■ **Directions for this task**: Show every line in the items below that contains the word "checkered", copying each line in full. Matching is case-sensitive.
# START OF Given data
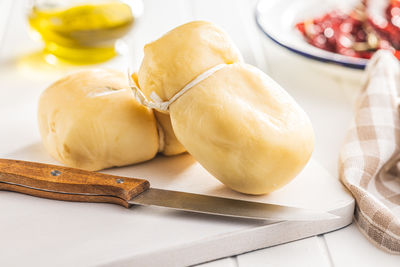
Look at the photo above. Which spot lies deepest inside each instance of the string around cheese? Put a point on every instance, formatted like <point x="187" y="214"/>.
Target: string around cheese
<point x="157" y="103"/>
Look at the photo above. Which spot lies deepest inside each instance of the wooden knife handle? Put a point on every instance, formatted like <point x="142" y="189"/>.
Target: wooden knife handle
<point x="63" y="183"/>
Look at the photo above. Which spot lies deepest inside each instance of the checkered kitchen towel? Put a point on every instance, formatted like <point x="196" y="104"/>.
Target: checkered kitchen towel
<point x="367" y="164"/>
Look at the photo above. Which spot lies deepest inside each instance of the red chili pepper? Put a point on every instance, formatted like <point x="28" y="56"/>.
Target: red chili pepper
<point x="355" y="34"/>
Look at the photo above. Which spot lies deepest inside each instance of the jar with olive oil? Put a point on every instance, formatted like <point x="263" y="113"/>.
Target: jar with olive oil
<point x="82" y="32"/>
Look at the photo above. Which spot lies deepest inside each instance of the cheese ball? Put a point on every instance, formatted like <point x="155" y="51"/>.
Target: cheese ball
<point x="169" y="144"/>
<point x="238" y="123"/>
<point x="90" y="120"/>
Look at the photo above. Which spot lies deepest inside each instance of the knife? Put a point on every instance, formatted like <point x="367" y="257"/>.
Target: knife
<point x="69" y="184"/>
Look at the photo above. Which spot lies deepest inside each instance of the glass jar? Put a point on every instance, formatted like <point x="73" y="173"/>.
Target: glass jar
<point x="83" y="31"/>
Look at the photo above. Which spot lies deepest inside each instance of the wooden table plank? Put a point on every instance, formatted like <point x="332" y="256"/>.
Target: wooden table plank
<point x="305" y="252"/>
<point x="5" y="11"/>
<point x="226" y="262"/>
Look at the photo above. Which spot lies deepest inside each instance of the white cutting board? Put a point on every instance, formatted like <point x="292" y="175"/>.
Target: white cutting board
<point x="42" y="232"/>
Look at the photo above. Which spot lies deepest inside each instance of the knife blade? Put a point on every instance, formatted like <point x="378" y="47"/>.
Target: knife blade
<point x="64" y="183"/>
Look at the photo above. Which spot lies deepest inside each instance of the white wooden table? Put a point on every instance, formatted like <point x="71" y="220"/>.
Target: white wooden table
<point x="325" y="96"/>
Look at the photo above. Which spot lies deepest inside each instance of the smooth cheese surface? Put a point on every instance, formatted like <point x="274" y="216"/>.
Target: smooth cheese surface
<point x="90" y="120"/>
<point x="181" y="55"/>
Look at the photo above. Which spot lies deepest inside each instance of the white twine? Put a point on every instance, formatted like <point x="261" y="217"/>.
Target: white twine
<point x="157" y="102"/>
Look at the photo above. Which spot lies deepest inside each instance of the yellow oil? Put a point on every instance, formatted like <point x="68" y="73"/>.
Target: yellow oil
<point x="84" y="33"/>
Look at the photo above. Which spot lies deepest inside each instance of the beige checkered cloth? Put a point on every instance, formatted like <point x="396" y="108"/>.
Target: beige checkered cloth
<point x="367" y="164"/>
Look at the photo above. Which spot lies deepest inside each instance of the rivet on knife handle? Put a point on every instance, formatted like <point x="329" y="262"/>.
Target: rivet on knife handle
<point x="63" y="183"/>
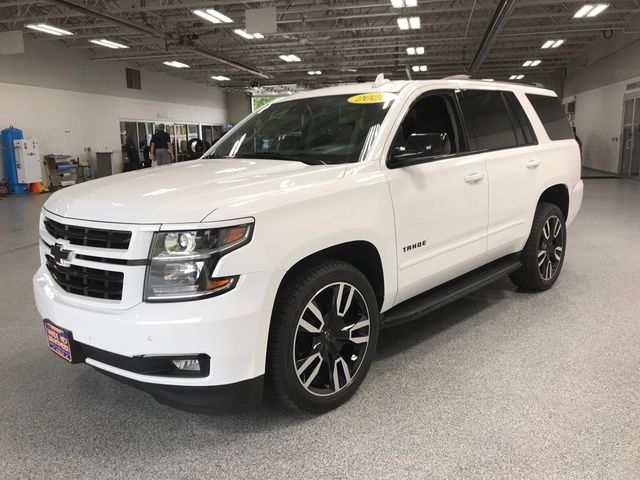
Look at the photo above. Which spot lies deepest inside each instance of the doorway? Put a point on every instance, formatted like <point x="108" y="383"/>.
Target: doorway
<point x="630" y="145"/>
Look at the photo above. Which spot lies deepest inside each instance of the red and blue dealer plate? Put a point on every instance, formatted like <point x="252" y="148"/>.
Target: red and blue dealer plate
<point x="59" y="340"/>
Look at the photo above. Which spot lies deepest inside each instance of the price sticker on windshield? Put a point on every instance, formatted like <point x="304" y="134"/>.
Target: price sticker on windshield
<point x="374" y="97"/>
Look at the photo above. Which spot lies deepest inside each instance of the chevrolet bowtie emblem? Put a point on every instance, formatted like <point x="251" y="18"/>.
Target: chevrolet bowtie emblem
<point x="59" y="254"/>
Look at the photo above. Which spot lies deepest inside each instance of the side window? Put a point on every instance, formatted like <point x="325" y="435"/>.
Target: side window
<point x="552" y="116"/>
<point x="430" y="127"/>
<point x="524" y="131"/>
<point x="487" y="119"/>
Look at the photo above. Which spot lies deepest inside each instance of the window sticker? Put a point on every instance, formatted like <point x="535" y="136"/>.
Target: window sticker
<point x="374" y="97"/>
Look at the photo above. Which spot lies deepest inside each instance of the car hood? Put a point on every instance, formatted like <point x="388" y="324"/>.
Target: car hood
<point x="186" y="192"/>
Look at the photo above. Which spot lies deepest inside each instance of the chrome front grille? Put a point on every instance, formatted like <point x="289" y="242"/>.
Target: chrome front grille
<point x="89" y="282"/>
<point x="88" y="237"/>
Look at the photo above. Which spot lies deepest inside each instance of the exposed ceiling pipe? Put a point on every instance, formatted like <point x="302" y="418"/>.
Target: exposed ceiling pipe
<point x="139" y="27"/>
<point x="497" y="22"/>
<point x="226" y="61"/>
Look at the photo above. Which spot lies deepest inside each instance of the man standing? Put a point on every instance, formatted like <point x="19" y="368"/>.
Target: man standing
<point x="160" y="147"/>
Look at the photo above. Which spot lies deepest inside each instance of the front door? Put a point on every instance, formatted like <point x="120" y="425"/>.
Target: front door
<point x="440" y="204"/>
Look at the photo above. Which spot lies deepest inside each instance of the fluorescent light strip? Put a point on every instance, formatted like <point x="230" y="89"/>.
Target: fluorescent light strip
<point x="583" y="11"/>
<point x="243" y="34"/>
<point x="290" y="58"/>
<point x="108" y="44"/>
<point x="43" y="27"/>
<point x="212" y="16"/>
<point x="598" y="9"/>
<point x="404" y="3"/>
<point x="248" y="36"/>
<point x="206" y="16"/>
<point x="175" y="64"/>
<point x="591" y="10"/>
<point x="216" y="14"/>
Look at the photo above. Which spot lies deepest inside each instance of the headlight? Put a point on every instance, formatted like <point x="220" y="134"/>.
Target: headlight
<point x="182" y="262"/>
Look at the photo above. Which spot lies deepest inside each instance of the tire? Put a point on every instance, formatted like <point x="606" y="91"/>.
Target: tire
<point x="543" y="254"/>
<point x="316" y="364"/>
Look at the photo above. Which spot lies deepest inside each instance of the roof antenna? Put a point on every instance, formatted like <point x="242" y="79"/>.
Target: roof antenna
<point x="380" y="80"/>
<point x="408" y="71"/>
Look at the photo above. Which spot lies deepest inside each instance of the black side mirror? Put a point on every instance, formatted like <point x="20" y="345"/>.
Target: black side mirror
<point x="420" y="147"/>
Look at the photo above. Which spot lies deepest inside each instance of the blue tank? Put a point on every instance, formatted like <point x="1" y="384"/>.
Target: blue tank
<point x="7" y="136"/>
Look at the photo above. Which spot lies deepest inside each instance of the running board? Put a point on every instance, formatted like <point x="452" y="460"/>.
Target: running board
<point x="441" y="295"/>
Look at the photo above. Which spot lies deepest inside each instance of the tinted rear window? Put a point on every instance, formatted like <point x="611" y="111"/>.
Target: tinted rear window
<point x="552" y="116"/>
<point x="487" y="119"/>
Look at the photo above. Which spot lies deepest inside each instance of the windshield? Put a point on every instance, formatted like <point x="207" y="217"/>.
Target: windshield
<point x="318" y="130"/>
# END OF Given data
# START OF Given data
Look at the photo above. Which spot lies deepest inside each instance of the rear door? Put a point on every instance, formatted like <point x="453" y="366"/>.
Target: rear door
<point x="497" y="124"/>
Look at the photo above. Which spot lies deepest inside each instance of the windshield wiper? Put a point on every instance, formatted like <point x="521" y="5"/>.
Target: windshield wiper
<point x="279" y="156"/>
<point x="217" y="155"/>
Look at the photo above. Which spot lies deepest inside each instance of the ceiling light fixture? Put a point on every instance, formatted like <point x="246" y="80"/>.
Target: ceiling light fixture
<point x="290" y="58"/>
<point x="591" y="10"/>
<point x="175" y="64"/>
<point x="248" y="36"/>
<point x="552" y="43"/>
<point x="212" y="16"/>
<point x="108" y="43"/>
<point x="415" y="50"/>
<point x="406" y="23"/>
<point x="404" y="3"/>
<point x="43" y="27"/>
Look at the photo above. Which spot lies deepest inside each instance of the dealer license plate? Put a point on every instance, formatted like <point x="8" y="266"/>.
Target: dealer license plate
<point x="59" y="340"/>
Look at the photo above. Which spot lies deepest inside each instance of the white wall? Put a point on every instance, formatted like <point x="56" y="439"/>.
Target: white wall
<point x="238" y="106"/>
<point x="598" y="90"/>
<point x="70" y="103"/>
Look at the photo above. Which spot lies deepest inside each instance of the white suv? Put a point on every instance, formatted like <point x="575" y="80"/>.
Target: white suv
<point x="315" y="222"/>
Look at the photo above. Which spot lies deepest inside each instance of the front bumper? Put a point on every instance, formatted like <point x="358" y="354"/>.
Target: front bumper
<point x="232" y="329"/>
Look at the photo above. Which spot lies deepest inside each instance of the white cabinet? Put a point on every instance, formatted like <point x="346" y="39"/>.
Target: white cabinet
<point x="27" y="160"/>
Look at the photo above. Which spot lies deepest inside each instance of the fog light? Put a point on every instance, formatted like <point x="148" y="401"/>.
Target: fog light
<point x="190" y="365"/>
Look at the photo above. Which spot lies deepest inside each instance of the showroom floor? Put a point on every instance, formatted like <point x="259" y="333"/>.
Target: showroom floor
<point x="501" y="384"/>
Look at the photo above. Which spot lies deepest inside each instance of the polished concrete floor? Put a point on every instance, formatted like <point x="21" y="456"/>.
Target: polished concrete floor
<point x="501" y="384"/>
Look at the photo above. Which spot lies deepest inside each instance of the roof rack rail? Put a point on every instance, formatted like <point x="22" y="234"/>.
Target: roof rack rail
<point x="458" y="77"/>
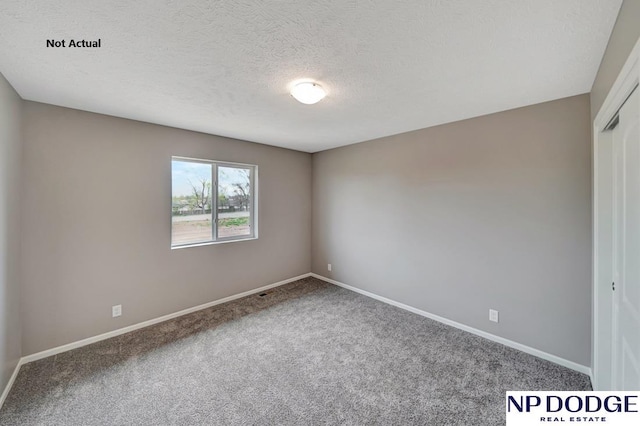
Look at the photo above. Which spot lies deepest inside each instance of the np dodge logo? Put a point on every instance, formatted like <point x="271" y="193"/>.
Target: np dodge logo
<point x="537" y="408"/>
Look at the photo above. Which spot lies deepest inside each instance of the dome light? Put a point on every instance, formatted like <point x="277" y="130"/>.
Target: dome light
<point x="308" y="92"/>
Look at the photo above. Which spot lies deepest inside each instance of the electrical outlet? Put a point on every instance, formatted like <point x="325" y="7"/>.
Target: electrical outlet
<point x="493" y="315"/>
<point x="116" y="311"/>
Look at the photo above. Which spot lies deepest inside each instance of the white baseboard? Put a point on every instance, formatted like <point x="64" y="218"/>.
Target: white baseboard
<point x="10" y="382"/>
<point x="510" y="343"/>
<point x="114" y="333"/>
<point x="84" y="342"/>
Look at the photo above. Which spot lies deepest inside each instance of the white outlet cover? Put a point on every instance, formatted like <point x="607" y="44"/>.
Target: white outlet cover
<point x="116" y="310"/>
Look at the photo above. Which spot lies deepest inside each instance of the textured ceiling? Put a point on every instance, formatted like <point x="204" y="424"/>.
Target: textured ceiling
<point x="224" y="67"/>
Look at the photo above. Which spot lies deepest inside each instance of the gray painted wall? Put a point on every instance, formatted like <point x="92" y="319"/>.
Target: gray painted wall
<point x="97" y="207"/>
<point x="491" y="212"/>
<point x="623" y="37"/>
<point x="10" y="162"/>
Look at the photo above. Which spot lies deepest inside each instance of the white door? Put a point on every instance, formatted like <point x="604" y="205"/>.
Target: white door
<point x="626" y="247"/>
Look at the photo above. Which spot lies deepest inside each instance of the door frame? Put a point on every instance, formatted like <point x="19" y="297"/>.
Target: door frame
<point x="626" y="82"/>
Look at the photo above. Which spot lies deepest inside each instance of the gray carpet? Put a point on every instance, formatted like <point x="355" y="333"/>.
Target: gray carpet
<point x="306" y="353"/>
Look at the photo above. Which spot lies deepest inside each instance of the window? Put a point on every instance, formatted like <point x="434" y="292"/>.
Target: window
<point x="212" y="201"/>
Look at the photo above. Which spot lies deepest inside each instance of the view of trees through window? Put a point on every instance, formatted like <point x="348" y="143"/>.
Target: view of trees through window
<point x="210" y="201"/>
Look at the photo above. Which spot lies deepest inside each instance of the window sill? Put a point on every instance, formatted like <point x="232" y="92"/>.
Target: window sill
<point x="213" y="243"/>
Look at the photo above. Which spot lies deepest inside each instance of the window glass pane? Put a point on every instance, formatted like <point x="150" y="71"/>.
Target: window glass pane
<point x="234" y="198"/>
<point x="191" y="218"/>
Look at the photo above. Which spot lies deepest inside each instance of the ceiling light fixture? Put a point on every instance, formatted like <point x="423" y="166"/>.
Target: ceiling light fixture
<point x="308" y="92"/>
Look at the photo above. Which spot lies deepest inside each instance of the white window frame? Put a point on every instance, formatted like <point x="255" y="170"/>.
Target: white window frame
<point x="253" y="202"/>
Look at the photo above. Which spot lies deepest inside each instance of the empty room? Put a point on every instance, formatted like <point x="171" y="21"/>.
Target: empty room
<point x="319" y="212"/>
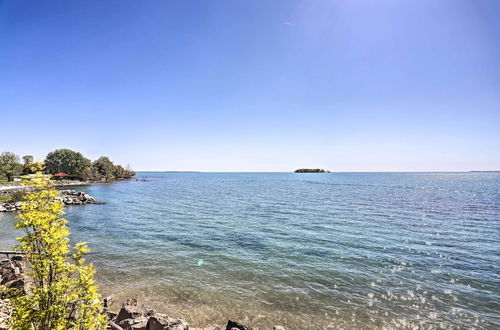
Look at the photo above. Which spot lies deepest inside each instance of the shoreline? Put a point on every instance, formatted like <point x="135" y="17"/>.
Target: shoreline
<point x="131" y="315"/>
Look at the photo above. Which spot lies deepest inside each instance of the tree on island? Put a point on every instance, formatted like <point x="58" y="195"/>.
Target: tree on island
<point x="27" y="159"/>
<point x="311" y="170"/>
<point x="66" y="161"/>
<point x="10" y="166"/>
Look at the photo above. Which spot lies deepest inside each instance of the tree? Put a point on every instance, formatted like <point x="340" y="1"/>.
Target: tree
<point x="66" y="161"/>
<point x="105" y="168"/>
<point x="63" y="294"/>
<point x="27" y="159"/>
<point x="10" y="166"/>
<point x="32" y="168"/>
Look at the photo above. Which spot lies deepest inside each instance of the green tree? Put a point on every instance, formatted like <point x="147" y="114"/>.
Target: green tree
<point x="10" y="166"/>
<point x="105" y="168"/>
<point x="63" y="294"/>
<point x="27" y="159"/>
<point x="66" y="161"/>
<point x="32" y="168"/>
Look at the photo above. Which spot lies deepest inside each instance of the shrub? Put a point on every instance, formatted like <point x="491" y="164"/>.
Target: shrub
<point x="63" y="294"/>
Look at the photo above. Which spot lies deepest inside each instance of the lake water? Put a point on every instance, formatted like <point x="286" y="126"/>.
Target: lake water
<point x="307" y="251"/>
# END OF Given data
■ **Task answer**:
Look at the photo above. Which spot lies deepest inside each instance of the checkered kitchen towel? Put a point on every instance, formatted like <point x="196" y="104"/>.
Target: checkered kitchen towel
Look at the photo above. Which spot lies deepest inside each instance of the beige checkered cloth? Put a point on every instance, formatted like <point x="396" y="108"/>.
Target: beige checkered cloth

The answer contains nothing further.